Region annotation entries:
****************

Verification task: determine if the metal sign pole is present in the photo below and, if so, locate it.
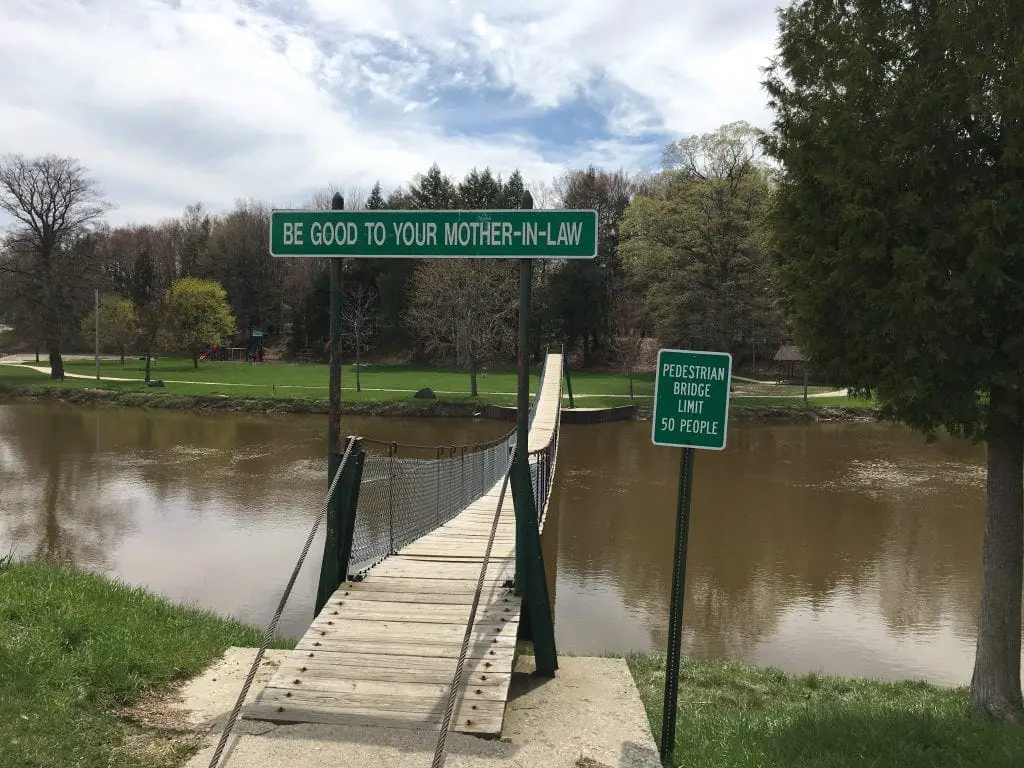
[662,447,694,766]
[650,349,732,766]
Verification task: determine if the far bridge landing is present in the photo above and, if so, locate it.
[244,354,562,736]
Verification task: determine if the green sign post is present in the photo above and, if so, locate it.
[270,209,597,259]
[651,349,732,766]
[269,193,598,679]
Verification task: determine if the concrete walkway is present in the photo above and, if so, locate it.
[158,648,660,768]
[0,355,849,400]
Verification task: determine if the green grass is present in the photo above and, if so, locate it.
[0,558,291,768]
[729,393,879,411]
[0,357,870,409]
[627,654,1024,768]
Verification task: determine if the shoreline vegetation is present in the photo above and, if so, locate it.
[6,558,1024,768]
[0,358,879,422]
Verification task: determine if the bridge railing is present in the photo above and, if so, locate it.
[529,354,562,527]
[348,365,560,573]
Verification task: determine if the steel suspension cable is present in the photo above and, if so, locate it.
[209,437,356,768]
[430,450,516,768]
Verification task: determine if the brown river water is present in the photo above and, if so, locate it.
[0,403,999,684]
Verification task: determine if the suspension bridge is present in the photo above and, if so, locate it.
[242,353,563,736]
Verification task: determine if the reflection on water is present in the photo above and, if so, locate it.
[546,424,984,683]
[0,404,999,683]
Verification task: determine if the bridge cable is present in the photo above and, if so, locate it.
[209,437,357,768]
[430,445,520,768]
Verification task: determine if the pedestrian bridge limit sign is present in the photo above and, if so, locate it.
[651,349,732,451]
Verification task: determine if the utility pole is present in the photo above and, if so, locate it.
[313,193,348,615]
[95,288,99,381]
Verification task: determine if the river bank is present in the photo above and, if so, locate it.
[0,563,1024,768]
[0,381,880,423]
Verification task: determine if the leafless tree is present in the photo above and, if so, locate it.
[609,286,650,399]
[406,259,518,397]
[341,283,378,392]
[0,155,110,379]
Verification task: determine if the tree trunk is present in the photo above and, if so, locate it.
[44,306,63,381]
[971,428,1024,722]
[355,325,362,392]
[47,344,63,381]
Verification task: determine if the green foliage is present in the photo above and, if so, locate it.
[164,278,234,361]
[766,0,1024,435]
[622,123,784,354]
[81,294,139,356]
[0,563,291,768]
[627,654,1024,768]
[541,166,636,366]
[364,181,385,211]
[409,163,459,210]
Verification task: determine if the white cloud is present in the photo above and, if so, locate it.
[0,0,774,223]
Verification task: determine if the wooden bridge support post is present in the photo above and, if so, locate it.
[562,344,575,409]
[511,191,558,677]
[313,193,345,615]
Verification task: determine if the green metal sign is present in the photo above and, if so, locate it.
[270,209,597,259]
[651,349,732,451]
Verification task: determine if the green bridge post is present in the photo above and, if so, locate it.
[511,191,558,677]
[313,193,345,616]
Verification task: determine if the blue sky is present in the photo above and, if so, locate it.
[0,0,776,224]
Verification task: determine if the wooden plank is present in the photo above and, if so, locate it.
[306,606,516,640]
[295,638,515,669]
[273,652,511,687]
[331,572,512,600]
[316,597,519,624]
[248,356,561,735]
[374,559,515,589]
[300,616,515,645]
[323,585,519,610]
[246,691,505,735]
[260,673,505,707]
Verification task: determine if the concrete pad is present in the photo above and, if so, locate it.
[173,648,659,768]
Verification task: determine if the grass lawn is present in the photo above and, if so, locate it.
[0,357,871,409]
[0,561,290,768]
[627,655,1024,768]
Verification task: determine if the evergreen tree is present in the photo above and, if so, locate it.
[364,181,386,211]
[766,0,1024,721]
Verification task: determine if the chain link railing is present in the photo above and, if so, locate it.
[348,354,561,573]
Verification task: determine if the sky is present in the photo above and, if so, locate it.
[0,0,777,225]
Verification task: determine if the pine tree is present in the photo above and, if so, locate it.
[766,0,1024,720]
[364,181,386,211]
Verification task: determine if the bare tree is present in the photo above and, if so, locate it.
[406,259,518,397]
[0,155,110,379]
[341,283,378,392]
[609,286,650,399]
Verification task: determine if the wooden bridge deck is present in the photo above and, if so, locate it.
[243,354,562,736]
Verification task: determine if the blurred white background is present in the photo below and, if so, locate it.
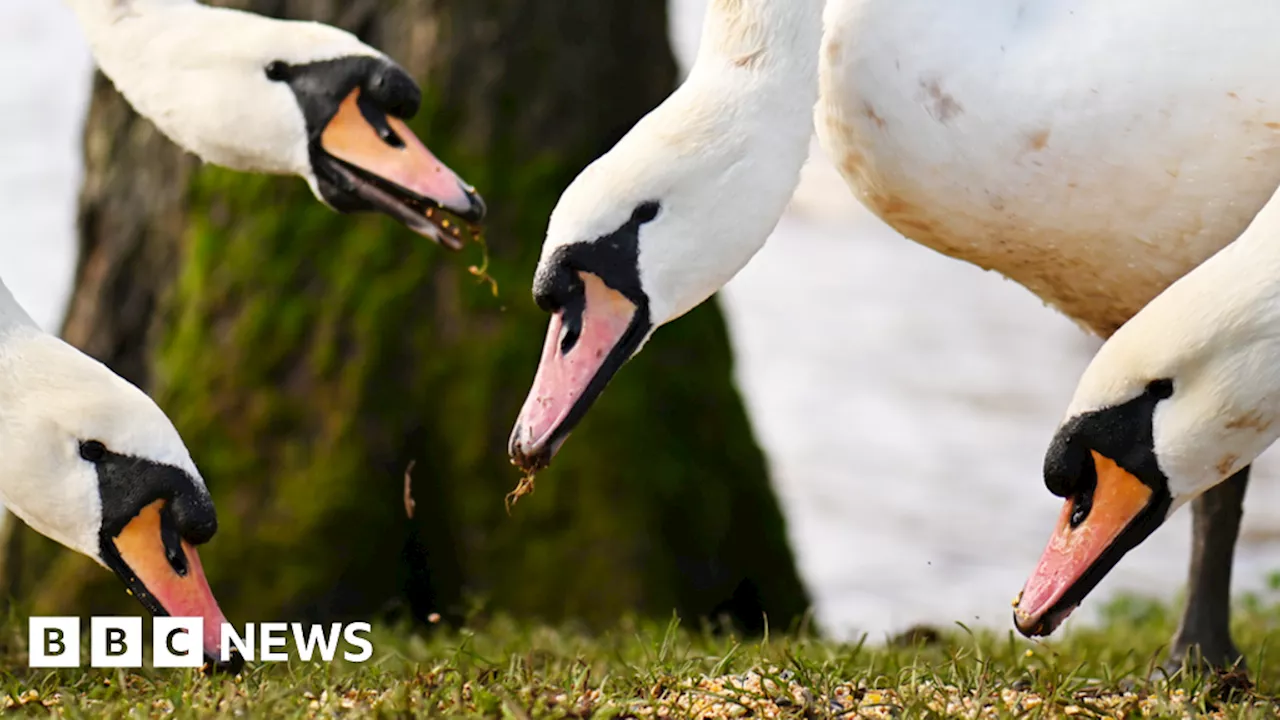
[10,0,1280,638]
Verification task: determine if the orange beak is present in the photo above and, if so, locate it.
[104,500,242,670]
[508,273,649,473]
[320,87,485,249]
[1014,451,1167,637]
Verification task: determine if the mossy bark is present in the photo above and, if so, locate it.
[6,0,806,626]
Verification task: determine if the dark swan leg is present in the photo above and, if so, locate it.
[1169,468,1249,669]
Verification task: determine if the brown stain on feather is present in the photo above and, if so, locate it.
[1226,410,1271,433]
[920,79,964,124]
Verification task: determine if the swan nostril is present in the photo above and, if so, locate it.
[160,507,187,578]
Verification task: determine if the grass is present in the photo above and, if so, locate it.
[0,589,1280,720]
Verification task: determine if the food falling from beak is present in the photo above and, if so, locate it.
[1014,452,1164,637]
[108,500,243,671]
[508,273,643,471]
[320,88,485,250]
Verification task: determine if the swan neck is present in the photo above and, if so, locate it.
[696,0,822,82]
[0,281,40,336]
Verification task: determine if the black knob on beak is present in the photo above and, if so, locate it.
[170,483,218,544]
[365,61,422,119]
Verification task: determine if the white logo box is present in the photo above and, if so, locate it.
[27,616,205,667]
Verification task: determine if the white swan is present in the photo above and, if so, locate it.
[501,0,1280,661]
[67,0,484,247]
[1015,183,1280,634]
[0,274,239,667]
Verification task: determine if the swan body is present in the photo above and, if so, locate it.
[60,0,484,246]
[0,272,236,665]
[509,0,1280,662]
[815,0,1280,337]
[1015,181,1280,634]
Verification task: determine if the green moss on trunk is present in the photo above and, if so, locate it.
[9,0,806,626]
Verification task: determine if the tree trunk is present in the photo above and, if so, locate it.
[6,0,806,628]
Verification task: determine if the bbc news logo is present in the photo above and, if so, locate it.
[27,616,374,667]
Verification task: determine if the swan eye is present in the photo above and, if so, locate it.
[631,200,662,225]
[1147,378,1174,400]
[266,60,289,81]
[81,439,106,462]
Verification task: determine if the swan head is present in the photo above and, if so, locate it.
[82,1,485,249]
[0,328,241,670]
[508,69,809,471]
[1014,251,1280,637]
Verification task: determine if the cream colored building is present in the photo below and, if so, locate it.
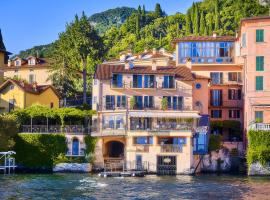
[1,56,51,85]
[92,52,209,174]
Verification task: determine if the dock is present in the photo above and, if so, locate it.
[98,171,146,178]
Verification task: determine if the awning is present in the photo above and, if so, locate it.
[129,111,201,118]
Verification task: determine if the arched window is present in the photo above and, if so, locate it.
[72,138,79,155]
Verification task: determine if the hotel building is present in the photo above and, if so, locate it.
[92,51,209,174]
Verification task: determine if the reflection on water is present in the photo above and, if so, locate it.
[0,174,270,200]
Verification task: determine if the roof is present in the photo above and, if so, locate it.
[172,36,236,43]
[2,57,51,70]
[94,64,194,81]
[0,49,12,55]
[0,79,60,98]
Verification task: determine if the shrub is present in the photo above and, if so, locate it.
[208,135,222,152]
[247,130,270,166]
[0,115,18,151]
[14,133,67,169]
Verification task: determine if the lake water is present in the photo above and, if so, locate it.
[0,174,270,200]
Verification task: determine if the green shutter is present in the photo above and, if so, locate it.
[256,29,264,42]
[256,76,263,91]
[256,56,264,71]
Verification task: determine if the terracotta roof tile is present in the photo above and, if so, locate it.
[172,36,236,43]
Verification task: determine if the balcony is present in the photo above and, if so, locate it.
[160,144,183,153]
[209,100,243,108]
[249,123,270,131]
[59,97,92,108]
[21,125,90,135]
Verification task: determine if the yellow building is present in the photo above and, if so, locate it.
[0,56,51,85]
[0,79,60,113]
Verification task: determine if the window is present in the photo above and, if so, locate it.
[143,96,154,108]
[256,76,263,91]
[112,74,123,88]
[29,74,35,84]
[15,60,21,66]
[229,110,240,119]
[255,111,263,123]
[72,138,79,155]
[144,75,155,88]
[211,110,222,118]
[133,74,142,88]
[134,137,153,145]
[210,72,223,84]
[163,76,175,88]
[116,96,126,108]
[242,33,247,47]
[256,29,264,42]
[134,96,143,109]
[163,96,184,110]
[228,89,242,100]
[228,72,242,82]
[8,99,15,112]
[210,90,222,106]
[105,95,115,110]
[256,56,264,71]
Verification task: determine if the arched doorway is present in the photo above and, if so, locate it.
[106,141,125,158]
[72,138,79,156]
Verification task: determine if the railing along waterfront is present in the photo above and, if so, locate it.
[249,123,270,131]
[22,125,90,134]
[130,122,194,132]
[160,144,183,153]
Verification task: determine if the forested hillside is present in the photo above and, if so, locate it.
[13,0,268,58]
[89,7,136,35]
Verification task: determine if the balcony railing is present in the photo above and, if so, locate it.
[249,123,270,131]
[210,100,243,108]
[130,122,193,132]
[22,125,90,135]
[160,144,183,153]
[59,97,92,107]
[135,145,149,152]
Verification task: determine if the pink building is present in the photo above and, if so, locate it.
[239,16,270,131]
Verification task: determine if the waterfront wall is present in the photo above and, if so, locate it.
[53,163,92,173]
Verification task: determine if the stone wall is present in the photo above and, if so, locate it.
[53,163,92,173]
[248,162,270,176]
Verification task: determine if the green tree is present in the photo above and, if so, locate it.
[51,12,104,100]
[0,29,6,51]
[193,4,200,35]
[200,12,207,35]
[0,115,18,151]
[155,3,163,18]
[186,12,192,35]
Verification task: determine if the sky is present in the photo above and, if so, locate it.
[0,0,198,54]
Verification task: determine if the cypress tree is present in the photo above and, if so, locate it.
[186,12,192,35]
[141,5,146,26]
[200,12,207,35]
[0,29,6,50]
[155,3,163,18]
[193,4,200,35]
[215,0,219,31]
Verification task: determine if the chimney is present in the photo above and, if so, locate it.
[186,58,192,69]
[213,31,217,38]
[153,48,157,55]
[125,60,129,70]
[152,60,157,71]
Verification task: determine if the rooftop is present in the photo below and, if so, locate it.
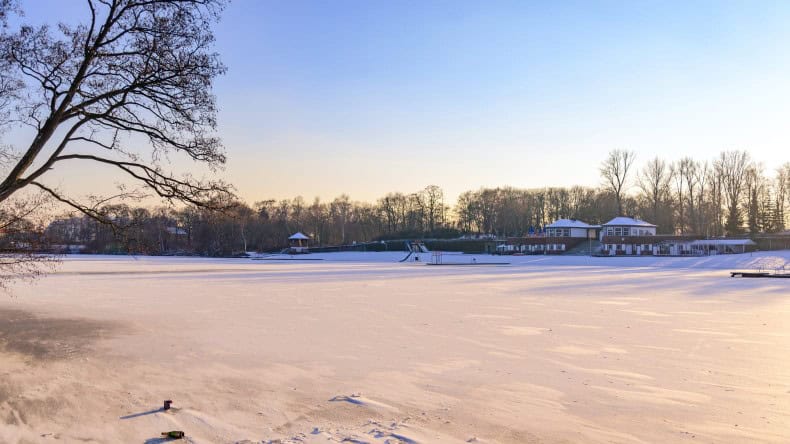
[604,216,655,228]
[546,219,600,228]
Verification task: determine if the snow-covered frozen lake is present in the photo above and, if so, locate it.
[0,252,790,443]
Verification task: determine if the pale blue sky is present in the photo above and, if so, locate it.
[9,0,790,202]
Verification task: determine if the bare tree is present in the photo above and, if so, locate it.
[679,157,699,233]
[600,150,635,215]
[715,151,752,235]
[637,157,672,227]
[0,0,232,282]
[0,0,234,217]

****************

REQUIREMENT: Update the part of the entries that opens with the line containing "Verification task: determine if the blurred" and closes with the line containing "[6,0,806,626]", changing "orange beak" to "yellow beak" and leaving every other line as it is. Give only those lines, without the pictures.

OUTPUT FOR THIS EXERCISE:
Verification task: determine if the blurred white background is present in the photo below and, if so, locate it.
[10,0,1280,638]
Verification task: determine if the yellow beak is present in the photo above and, if so, locate it.
[104,500,242,670]
[508,273,649,473]
[320,87,485,249]
[1014,451,1167,637]
Verification task: determine if the mossy bark is present in the photo above and, if so, locate it.
[6,0,806,626]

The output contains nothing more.